I know I know I am late as usual but late is better than never right?? lol Seriously though Im sorry but I am going to be late most of the time if mir will allow me I work all the time now and am in school. This week has been oh so hectic where do I even begin? So my job for some reason did not pay me for three weeks straight which made it so I could not grocery shop so that brought my thanksgiving dinner to SUCK majorly no healthy eating for kim :( it finally did come on weds. the 23 but they sent it to the wrong store so I had to drive 45 miles to get it an 45 miles back home. then guess what.... YUP you guessed it no one was open to cash it. WTH!!!!! luckily I have the greatest bf ever and he lent me the money on thursday thanksgiving so i could go shopping YAY!!! So the one good thing about this story thats still not done is I got to go black friday shopping and when I was there I got the last leap pad tablet for my daughter and when I say the last one I mean the last in the store. I had to ask the guy who had one in the back :) and no you can not find them ANYWHERE. So the end to this horrible story is my daughter ended up sick on saturday sunday and today with either a virus or the flu.... I hope she gets better soon its so sad :( my poor baby. And now the drum roll.......
I MAINTAINED AGAIN!!! what the heck.... I think I hit a palteau. This weight is not moving, I guess thats better than gaining though so I am happy especially since I didnt gain during the holiday. Now I just have to defeat xmas and new years with no gains.
How has everyone else been? I hope you all lost or maintained as well. I will try to blog again later, and if I do it will be a late one as always lol. Good luck all.
Monday, November 21, 2011
Overly overly sorry guys I have tried so hard to check in but I have been working until 1-3 am almost everyday so by the time I get home I just want to sleep. This is probably the earliest I have gotten in for 3 weeks and I still just want to sleep. So here it is unfortunately I gained last week AGAIN!!!! And then this week I maintained :( I need to get these lbs off. I know why I gained last week and I'm actually surprised I didn't gain this week too. I'm sorry for not checking in last week believe me I tried just couldnt seem to get the time or keep my eyes open once I got in. I did exercise this week so yay for me now I just got to get my eating back on point. I hope I'm still able to be in this challenge and if not I completely understand I mean I missed two updates :( we will see. I will def try to check in again this week when I have time to sit infront of a computer and not my phone. Sorry again guys!!
━━━━━━━━
**Exercise instructions**
State whether each statement agrees with the weight-loss blog post, answering yes or no and quoting the words of the post that decide it. 1. The writer's pay was sent to the wrong store. 2. The writer gained weight over the holiday. 3. The writer bought the leap pad tablet on Thanksgiving Day.

**Free-text object descriptions**
━━━━━━━━
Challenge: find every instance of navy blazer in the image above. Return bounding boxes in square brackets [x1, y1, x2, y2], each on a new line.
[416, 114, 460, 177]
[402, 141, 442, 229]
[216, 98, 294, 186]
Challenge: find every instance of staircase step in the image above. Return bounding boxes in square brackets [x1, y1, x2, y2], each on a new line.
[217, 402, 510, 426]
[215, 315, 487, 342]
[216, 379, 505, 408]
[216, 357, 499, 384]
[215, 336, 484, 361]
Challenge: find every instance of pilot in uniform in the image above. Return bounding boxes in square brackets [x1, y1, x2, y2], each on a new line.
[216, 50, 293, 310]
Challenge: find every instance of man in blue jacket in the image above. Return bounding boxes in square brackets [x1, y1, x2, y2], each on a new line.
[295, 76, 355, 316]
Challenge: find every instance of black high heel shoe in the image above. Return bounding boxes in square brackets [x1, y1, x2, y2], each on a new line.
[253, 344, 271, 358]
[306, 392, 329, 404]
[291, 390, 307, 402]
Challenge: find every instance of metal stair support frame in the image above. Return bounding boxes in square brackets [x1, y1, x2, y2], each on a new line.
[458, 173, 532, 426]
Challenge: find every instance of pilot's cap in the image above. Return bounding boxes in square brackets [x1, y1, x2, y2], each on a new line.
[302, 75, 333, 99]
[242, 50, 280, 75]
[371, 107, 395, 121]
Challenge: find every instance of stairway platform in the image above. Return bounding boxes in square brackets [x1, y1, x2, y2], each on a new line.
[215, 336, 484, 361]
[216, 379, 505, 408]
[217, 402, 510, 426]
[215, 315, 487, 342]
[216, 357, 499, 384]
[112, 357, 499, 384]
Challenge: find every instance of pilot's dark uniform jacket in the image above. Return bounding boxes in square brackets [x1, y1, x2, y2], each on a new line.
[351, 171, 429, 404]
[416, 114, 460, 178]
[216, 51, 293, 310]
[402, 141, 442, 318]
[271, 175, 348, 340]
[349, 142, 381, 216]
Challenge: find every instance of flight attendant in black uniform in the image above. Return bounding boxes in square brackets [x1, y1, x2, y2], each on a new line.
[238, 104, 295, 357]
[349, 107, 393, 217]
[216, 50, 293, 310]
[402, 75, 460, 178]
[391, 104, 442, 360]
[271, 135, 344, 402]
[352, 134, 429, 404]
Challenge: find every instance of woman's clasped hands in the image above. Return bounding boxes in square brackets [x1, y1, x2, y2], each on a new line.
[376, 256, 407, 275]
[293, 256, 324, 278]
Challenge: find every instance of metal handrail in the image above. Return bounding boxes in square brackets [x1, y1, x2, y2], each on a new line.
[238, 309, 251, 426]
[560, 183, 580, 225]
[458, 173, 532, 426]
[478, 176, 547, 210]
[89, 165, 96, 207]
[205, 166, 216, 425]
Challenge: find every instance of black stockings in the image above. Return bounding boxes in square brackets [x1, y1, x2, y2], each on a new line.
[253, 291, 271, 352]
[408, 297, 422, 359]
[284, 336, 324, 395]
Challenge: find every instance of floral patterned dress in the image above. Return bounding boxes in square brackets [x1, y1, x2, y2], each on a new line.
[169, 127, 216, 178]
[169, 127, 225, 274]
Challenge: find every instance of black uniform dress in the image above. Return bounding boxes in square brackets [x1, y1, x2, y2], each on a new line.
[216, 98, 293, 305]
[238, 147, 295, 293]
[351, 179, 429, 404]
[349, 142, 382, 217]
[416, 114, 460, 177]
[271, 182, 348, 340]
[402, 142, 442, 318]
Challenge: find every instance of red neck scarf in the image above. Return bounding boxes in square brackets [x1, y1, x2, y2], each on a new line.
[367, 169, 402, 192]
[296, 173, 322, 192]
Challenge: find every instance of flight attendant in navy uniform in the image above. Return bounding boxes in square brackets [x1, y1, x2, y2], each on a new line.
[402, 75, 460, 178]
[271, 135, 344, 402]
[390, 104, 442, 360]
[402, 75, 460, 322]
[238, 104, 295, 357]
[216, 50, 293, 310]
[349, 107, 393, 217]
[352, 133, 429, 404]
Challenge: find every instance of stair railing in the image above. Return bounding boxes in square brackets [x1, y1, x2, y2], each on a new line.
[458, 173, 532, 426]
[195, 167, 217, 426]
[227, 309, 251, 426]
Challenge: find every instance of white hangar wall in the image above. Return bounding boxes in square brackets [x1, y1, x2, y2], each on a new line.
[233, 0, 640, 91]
━━━━━━━━
**Your solution**
1. Yes: "they sent it to the wrong store"
2. No: "I didnt gain during the holiday"
3. No: "I got to go black friday shopping and when I was there I got the last leap pad tablet for my daughter"